■ Reading text:

● ● ● ● ● ● ●

Hopewell Pipeline. On July 19, 2013, the Partnership purchased the Hopewell Pipeline, which originates at the Tyler Refinery and terminates at the Hopewell Station, where it effectively connects to the Big Sandy Pipeline. The Hopewell Pipeline and the Big Sandy Pipeline form essentially one pipeline link between the Tyler Refinery and the Big Sandy Terminal. The aggregate purchase price for the Hopewell Pipeline was approximately $5.7 million, which has been preliminarily allocated to property, plant and equipment. The property, plant and equipment valuation is subject to change during the purchase price allocation period.
Other Developments
Amended and Restated Credit Facility. On July 9, 2013, we entered into the Amended and Restated Credit Agreement, which amended and restated our senior secured revolving credit agreement, which we originally entered into on November 7, 2012, with Fifth Third Bank, as administrative agent, and a syndicate of lenders. Under the terms of the Amended and Restated Credit Agreement, the lender commitments were increased from $175.0 million to $400.0 million and a dual currency borrowing tranche was added that permits draw downs in U.S. or Canadian dollars. The Amended and Restated Credit Agreement also contains an accordion feature whereby the Partnership can increase the size of the credit facility to an aggregate of $450.0 million, subject to receiving increased or new commitments from lenders and the satisfaction of certain other conditions precedent.
Borrowings denominated in U.S. dollars under the Amended and Restated Credit Agreement bear interest at either a U.S. dollar prime rate, plus an applicable margin, or LIBOR, plus an applicable margin, at the election of the borrowers. Borrowings denominated in Canadian dollars under the Amended and Restated Credit Agreement bear interest at either a Canadian dollar prime rate, plus an applicable margin, or CDOR, plus an applicable margin, at the election of the borrowers. The applicable margin in each case varies based upon the Partnership's most recently reported leverage ratio.

● ● ● ● ● ● ●

■ Directions:
[1] According to the excerpt, what was the approximate aggregate purchase price of the Hopewell Pipeline?
[2] Reproduce the excerpt word for word from "Borrowings denominated in U.S." to "reported leverage ratio.".
The records below the excerpt come from a separate source.

■ Information given:
● ● ● ● ● ● ●

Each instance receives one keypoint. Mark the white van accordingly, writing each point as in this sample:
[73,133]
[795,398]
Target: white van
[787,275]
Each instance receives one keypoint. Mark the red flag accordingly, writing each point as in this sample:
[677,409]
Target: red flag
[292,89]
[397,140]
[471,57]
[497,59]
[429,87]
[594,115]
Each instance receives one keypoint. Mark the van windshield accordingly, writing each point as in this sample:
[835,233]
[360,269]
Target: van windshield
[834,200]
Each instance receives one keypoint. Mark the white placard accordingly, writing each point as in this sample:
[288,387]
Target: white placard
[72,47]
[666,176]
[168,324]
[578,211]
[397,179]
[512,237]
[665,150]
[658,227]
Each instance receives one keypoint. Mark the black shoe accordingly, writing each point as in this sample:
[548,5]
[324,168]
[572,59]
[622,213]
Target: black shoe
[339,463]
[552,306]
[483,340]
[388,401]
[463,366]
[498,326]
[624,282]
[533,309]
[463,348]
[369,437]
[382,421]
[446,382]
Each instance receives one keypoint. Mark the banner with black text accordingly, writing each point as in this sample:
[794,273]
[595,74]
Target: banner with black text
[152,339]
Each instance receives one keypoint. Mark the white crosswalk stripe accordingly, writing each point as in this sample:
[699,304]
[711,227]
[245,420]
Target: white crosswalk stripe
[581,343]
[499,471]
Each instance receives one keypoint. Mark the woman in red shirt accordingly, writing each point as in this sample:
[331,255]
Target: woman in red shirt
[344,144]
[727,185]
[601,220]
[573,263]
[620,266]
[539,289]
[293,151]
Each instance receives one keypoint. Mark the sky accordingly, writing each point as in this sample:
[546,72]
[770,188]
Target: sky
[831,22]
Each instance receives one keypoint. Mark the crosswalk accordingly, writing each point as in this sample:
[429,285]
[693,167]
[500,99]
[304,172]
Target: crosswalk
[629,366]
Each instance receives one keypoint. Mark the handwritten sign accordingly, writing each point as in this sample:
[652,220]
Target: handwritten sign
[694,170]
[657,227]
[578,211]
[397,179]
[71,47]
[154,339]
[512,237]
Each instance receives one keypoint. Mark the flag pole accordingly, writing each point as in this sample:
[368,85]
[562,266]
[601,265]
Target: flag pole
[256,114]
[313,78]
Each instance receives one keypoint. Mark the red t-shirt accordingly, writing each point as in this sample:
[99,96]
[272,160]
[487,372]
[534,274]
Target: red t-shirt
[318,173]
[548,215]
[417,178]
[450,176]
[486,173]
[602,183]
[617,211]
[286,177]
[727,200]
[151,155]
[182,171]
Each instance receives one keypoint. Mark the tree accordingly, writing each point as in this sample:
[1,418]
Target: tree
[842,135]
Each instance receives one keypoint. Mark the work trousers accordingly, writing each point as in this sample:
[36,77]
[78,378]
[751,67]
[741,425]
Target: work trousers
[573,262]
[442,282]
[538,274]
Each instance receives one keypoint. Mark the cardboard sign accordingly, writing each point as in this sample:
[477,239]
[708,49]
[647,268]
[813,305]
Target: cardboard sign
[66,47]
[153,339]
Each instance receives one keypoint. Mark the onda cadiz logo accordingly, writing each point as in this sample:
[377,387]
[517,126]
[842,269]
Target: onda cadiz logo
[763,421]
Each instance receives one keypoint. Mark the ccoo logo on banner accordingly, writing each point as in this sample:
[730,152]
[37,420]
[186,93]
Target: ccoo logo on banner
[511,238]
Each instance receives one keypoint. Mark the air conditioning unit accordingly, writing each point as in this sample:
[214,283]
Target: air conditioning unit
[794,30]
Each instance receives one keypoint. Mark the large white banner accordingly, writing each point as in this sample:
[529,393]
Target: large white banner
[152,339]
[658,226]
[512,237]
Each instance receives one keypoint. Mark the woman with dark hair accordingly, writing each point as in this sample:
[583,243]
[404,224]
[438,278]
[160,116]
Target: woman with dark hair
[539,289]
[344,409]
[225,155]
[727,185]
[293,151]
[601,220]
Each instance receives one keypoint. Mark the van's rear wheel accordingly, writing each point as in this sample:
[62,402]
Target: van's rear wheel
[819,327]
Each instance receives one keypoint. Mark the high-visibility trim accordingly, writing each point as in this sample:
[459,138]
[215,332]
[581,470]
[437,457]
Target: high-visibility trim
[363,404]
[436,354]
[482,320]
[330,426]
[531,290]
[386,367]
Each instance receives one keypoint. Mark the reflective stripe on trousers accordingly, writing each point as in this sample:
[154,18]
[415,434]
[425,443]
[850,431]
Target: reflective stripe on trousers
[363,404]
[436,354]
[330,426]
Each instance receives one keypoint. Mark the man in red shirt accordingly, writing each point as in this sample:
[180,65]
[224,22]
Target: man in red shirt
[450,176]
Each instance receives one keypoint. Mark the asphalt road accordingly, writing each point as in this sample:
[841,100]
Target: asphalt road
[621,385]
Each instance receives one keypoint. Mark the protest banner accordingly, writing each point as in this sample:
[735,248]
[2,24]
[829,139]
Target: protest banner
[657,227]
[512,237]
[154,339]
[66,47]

● ● ● ● ● ● ●

■ Results for each task:
[1] Approximately $5.7 million.

[2]
Borrowings denominated in U.S. dollars under the Amended and Restated Credit Agreement bear interest at either a U.S. dollar prime rate, plus an applicable margin, or LIBOR, plus an applicable margin, at the election of the borrowers. Borrowings denominated in Canadian dollars under the Amended and Restated Credit Agreement bear interest at either a Canadian dollar prime rate, plus an applicable margin, or CDOR, plus an applicable margin, at the election of the borrowers. The applicable margin in each case varies based upon the Partnership's most recently reported leverage ratio.